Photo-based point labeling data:
____________

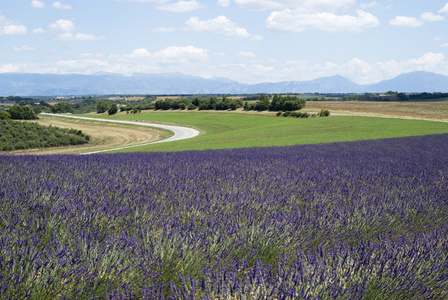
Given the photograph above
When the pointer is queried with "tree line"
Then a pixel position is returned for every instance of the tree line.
(15, 135)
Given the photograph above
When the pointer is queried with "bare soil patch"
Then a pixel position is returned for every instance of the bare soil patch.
(437, 111)
(103, 135)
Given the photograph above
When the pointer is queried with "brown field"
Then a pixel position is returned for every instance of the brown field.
(103, 135)
(409, 110)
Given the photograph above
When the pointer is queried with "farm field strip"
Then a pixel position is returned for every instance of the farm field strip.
(180, 132)
(237, 130)
(431, 111)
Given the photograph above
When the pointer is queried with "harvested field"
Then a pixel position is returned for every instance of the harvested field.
(103, 135)
(411, 110)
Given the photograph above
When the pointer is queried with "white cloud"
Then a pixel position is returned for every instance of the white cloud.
(246, 54)
(65, 32)
(220, 25)
(9, 68)
(62, 25)
(444, 10)
(37, 4)
(170, 55)
(406, 22)
(369, 5)
(38, 31)
(293, 4)
(24, 48)
(298, 21)
(224, 3)
(430, 17)
(164, 29)
(69, 36)
(181, 6)
(9, 27)
(59, 5)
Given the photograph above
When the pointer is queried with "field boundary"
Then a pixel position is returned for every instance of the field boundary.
(180, 132)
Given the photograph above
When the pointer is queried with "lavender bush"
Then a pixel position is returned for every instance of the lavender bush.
(357, 220)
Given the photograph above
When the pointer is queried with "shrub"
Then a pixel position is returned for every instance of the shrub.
(4, 115)
(113, 109)
(21, 113)
(324, 113)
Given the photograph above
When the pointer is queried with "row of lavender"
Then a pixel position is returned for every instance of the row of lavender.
(346, 221)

____________

GOAL:
How many lines in the material above contain the word "tree"? Tally them and reply with the number alone.

OUTPUT:
2